» **REQUEST**
Please reproduce the records from the line containing "Find the striped" through the line containing "(1107, 361)", keeping every line, including the requests. Shift each coordinate value in the answers by adding 131 to it.

-*-*-

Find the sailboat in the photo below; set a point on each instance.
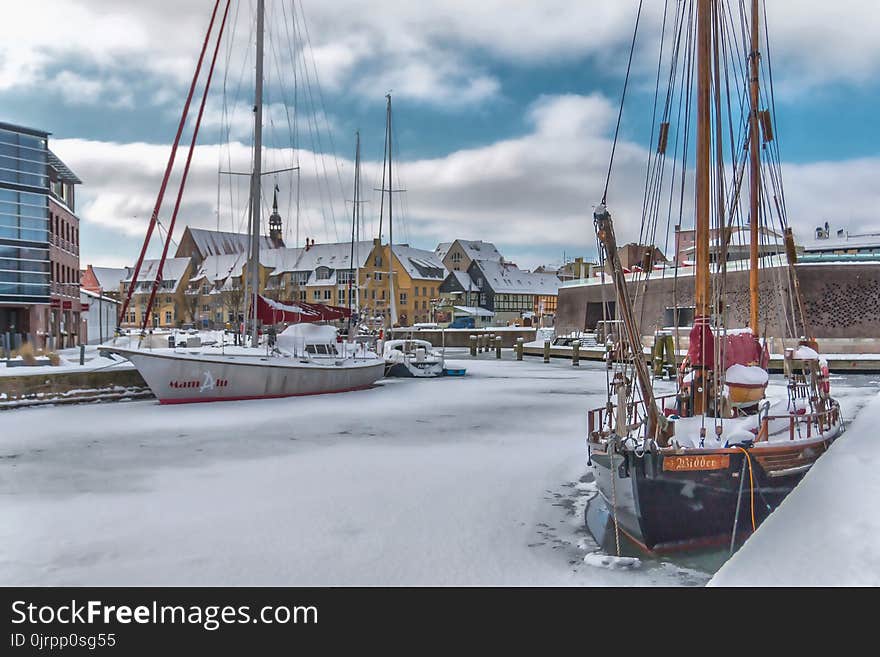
(304, 359)
(403, 357)
(706, 464)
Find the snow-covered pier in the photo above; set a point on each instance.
(827, 532)
(475, 480)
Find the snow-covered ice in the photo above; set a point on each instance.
(479, 480)
(827, 531)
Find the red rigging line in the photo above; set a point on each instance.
(155, 216)
(189, 155)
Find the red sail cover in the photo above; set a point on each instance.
(275, 312)
(701, 351)
(742, 348)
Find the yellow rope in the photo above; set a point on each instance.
(751, 486)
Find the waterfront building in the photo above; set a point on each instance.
(99, 315)
(25, 267)
(168, 305)
(199, 243)
(417, 274)
(63, 315)
(459, 254)
(104, 280)
(510, 294)
(843, 246)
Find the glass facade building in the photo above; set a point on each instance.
(24, 217)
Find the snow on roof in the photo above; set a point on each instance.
(281, 261)
(63, 170)
(173, 270)
(480, 250)
(463, 279)
(475, 310)
(420, 264)
(216, 242)
(442, 249)
(474, 249)
(220, 267)
(95, 295)
(844, 242)
(109, 278)
(335, 256)
(510, 279)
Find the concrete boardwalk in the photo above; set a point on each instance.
(827, 532)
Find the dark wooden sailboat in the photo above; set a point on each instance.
(707, 464)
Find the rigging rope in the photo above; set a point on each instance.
(622, 99)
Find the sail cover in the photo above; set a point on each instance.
(275, 312)
(701, 350)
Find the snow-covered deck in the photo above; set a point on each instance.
(827, 532)
(474, 480)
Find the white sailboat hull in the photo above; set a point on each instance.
(180, 378)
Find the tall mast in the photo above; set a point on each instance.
(256, 207)
(391, 304)
(755, 169)
(703, 164)
(355, 215)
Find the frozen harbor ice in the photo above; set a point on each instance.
(480, 480)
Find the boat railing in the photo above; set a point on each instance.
(598, 417)
(821, 421)
(815, 421)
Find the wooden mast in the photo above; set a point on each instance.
(355, 212)
(754, 169)
(256, 175)
(392, 312)
(702, 202)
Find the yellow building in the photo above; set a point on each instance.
(416, 276)
(169, 302)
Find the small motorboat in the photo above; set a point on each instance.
(412, 358)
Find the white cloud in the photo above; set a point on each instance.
(431, 51)
(528, 194)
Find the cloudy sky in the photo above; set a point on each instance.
(504, 112)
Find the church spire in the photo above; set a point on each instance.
(275, 223)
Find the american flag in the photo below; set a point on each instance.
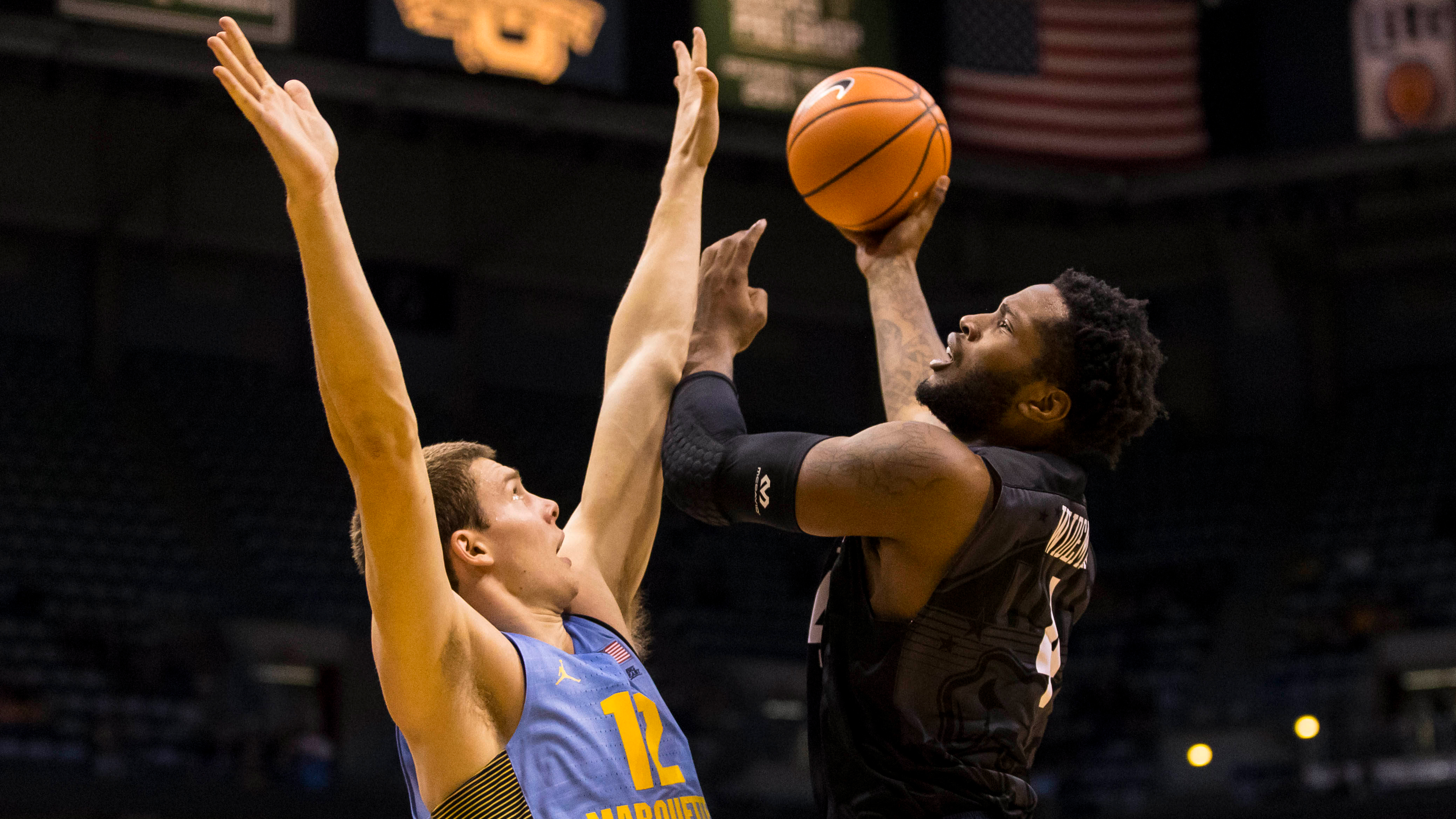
(1103, 81)
(618, 652)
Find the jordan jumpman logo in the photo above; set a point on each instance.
(564, 675)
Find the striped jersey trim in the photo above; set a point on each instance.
(494, 793)
(618, 654)
(1069, 542)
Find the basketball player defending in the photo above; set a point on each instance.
(938, 633)
(504, 665)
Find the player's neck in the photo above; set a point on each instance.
(509, 613)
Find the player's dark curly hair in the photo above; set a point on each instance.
(1107, 361)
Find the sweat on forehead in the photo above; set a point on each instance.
(1039, 302)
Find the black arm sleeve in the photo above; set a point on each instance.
(720, 474)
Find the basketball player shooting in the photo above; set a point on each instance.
(938, 633)
(499, 637)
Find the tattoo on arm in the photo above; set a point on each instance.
(887, 461)
(905, 337)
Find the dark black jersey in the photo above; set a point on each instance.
(943, 715)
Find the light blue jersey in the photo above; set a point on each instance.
(595, 742)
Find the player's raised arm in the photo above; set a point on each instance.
(611, 535)
(370, 416)
(881, 483)
(905, 336)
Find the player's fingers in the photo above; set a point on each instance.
(710, 255)
(699, 47)
(759, 301)
(685, 60)
(229, 60)
(241, 97)
(710, 84)
(750, 241)
(301, 94)
(245, 52)
(922, 213)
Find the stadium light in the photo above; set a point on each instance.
(1307, 728)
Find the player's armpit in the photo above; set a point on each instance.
(461, 710)
(903, 480)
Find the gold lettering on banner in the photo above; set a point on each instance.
(523, 39)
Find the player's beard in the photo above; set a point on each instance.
(970, 406)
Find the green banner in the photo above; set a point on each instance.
(264, 21)
(769, 53)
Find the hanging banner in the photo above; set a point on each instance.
(262, 21)
(576, 43)
(1406, 66)
(769, 53)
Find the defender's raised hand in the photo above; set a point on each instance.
(298, 137)
(695, 133)
(730, 312)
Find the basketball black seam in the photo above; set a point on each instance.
(797, 135)
(861, 161)
(887, 75)
(916, 176)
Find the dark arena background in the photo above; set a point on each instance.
(183, 633)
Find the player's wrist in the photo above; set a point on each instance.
(710, 352)
(311, 193)
(889, 267)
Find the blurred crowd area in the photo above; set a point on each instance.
(178, 602)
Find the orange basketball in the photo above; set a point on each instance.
(866, 145)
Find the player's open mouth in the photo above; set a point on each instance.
(950, 355)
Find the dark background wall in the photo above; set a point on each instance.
(153, 326)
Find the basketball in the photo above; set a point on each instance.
(866, 145)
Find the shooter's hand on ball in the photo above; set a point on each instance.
(730, 314)
(695, 133)
(298, 137)
(905, 240)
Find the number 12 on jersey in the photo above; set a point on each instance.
(624, 707)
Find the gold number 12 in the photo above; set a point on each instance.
(621, 707)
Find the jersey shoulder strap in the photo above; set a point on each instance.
(1037, 471)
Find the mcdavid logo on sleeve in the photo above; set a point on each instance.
(760, 496)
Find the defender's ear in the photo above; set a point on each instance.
(471, 547)
(1045, 404)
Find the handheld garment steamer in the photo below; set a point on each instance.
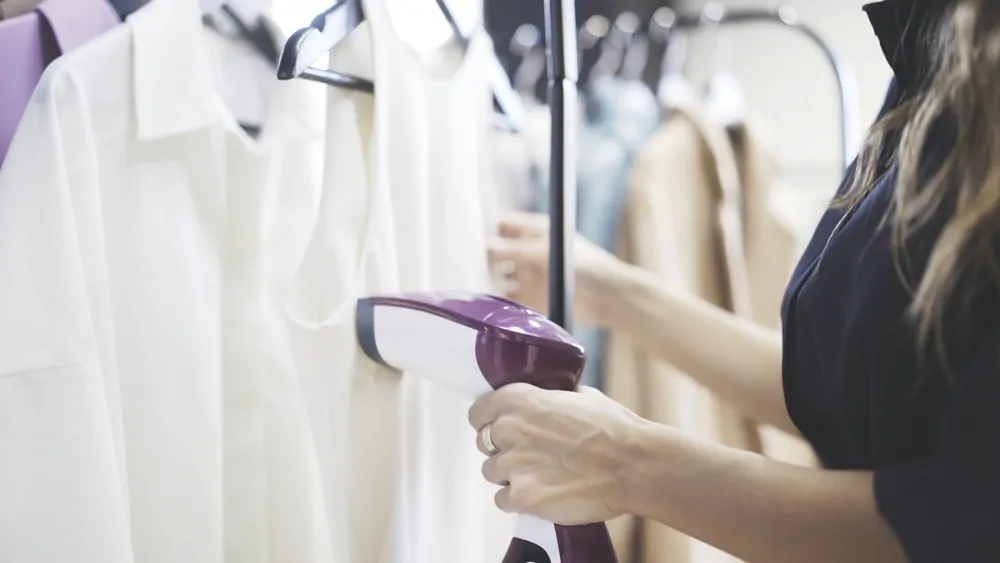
(474, 344)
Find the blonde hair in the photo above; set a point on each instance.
(962, 86)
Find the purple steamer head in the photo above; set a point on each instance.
(475, 344)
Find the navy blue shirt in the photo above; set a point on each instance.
(855, 384)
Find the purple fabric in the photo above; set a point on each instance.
(32, 47)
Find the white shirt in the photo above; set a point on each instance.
(168, 393)
(150, 410)
(412, 474)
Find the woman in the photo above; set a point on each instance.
(889, 361)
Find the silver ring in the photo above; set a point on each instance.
(486, 436)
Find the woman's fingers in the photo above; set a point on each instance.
(502, 499)
(495, 470)
(522, 225)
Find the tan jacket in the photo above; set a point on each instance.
(697, 215)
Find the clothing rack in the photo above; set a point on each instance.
(850, 121)
(562, 68)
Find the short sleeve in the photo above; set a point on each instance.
(947, 508)
(62, 494)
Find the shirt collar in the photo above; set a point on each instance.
(902, 28)
(174, 91)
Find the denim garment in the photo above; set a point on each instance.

-*-*-

» **TASK OUTPUT**
Find the striped jersey trim in the photo above; set a point on each instance.
(625, 924)
(749, 785)
(1200, 673)
Find the basketball player defending in the photo above; set a point on each instance.
(1069, 764)
(635, 796)
Find the player's neck in the photo above; set a point on each instance.
(640, 744)
Find the player's dark curly hair in the photo above; set a point on each instance.
(1238, 492)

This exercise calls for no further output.